Repeat the entries that appear below, exactly as they are given.

-- RECORD SET follows --

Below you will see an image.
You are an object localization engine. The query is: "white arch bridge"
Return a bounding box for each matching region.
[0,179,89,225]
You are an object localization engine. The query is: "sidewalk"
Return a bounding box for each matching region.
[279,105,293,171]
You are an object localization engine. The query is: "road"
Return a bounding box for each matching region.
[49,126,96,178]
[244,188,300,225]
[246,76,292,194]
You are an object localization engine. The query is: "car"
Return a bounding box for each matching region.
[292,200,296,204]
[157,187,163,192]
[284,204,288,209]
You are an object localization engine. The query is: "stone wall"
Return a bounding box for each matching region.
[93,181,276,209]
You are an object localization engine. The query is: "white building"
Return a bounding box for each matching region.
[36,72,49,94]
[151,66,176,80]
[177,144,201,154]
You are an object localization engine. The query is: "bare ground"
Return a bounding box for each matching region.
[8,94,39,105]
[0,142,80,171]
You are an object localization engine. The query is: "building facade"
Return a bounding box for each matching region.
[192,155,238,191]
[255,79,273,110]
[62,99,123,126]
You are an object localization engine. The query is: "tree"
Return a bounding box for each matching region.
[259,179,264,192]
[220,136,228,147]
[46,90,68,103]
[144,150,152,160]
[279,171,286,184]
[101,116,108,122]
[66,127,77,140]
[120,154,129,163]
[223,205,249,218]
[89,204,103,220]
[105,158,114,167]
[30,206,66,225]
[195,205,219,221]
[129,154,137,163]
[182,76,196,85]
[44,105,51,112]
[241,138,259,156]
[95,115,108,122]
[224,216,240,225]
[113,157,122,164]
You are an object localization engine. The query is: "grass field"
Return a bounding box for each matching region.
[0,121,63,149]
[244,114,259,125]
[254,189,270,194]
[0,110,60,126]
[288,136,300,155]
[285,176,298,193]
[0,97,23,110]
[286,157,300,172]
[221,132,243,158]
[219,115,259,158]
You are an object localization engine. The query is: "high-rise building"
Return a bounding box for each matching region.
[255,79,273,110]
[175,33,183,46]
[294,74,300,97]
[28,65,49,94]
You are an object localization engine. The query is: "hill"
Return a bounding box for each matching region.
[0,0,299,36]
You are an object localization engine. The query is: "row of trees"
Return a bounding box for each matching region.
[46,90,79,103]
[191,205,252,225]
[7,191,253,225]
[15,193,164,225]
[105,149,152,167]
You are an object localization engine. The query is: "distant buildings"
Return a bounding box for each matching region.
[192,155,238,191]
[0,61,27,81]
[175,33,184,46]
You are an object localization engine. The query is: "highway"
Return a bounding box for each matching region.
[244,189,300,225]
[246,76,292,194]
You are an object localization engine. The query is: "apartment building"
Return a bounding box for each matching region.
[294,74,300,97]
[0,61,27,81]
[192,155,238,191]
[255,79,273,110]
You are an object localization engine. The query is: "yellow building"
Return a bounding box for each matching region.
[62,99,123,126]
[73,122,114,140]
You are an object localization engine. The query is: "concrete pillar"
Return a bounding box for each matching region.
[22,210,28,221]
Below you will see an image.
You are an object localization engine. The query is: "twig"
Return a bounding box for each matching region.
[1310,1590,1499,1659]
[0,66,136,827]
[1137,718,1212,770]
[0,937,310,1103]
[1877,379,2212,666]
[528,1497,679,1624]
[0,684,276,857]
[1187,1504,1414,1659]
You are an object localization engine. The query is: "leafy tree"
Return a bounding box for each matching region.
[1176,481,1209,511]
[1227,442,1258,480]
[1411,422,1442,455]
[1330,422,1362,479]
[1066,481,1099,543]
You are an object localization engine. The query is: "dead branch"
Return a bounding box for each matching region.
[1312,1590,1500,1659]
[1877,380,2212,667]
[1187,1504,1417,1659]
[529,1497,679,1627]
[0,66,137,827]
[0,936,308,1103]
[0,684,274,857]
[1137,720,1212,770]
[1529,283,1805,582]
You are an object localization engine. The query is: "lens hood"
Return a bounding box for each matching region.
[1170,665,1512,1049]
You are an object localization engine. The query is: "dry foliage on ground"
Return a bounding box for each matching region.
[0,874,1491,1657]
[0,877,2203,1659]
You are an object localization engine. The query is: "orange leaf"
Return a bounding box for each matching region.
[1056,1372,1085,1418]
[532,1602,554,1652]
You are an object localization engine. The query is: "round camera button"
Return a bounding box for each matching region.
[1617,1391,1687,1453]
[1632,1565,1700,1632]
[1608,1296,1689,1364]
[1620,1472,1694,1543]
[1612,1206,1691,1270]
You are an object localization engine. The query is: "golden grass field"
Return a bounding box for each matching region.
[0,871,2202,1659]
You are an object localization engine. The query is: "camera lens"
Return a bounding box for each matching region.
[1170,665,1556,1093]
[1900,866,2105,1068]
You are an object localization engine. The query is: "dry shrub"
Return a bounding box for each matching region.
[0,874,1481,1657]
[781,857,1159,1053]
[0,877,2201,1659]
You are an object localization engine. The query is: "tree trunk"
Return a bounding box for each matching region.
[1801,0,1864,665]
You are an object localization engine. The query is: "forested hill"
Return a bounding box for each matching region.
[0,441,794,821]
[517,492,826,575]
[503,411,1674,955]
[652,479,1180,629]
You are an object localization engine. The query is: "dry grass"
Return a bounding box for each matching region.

-- RECORD SET concluded --

• **OUTPUT**
Below you will see an image.
You are an object localization engine. The query is: "white arch bridge"
Return a bounding box for each matching region.
[0,179,89,225]
You are an object localization engine. The query is: "sidewalk"
Return a bounding box for each matching region.
[279,105,293,171]
You are an object localization engine. The query is: "road"
Return a bounding box for each matching region.
[49,126,96,178]
[244,188,300,225]
[246,76,292,194]
You are an object localization engine. The query is: "car"
Return a bounding box for each matching region.
[292,200,296,204]
[157,187,163,192]
[284,204,288,209]
You are an object localization engine. The query is: "stone wall"
Return a bounding box for each matching region.
[93,181,276,209]
You are an object localization engine. The query is: "white building"
Return a bounding box for each matching region.
[36,72,49,94]
[151,66,176,80]
[177,144,201,154]
You are an object localization engine. The query is: "bare ground"
Return a bounding box for each matching region.
[8,94,39,105]
[0,142,80,171]
You are an object localization engine. The query is: "building facade"
Return a bounding box for each matching region.
[192,155,238,191]
[255,79,273,110]
[62,99,123,126]
You are an object localization engine. The query is: "tree"
Return a bounding box for each matching region.
[259,179,264,192]
[220,136,228,147]
[46,90,68,103]
[144,150,152,160]
[279,171,286,184]
[101,116,108,122]
[66,127,77,140]
[120,154,129,163]
[223,205,249,218]
[89,204,103,220]
[105,158,114,167]
[30,206,66,225]
[195,205,219,221]
[129,154,137,163]
[182,76,196,85]
[44,105,51,112]
[241,138,259,156]
[95,115,108,122]
[224,216,240,225]
[113,157,122,164]
You are an object localization engine. The query is: "grass field"
Return a bounding box for each matching region.
[0,121,63,149]
[244,114,259,125]
[254,189,270,194]
[0,110,60,126]
[288,136,300,155]
[285,176,298,193]
[0,97,23,110]
[286,157,300,172]
[221,132,243,158]
[219,115,259,158]
You are an object localization engine. The query is: "high-rise building"
Return a bounding box for each matching region.
[255,79,273,110]
[175,33,183,46]
[294,74,300,97]
[28,65,49,94]
You are an object localization engine. The query is: "hill"
Return a bounding box for each matching region.
[0,0,299,36]
You are an object localization engine. The query is: "row of trees"
Return a bounding box for each matching region.
[46,90,79,103]
[191,205,252,225]
[7,191,253,225]
[15,193,164,225]
[105,149,152,167]
You are an object localization engine. The query is: "distant buildings"
Return a bounding box for each matching region.
[192,155,238,191]
[0,61,27,81]
[175,33,184,46]
You are an object localization engine. The query is: "highway"
Return a bounding box for each matching region.
[244,189,300,225]
[246,76,292,194]
You are an object localization engine. The query is: "apartment building"
Return a bounding box for each matching region.
[294,74,300,97]
[0,61,27,81]
[192,155,238,191]
[255,79,273,110]
You are an object localization engine. The query is: "yellow building"
Return a bounding box for each matching region.
[62,99,123,126]
[73,122,114,140]
You are an object localization engine. The query is: "concrete pillar"
Return a bounding box for each matching region.
[22,210,28,221]
Below you will see an image.
You are an object localization engine. The query is: "twig"
Return a bounding box for each matching region.
[1310,1590,1499,1659]
[0,66,136,827]
[1137,718,1212,770]
[0,937,310,1103]
[1877,379,2212,666]
[528,1497,679,1624]
[0,684,276,857]
[1187,1504,1414,1659]
You are an object localization engine. The query is: "leafy tree"
Return a bounding box for each matching region.
[1176,481,1209,511]
[1227,442,1258,480]
[1411,422,1442,455]
[1330,422,1362,479]
[1066,481,1099,543]
You are an object localization engine. The query is: "dead branch"
Return a bounding box for each matching region.
[1312,1590,1500,1659]
[1877,380,2212,667]
[1187,1504,1417,1659]
[529,1497,679,1627]
[0,66,137,827]
[0,936,308,1103]
[0,684,274,857]
[1137,720,1212,770]
[1529,283,1805,582]
You are an object localization engine. The query is: "lens hood"
Return a bounding box for each matching region.
[1170,665,1512,1049]
You are an object localization engine. The query is: "dry foliage on ground"
Return a bounding box for each matching region.
[0,874,1491,1657]
[0,877,2203,1659]
You are an object localization engine. The query is: "orange leaf"
Return a bounding box for each matching region.
[1056,1372,1085,1418]
[532,1602,554,1652]
You are an object localization engine. The query is: "round camera button"
Return a bounding box for each matching region.
[1617,1391,1687,1453]
[1632,1565,1700,1632]
[1608,1296,1689,1364]
[1620,1472,1694,1543]
[1612,1206,1691,1270]
You are an object localization engine. The query is: "golden grass field"
Return a bounding box for each matching region.
[0,871,2202,1659]
You are an object localization engine. The query is: "camera lens"
Return a bounding box for each matching region.
[1170,665,1556,1093]
[1900,866,2105,1068]
You are an object localization engine. The query is: "dry shrub"
Return a bounding box for each matching region.
[0,874,1481,1657]
[781,857,1159,1053]
[0,877,2201,1659]
You are an object localization engine. The query is: "tree trunk"
Return a bounding box for each matching region.
[1801,0,1864,665]
You are an object localization engine. The query is: "forested hill"
Return a bounding box for each matching region.
[0,441,794,821]
[517,492,826,575]
[503,411,1674,955]
[652,479,1180,629]
You are an object localization engine. The query is: "dry grass"
Return a bounding box for each matching region.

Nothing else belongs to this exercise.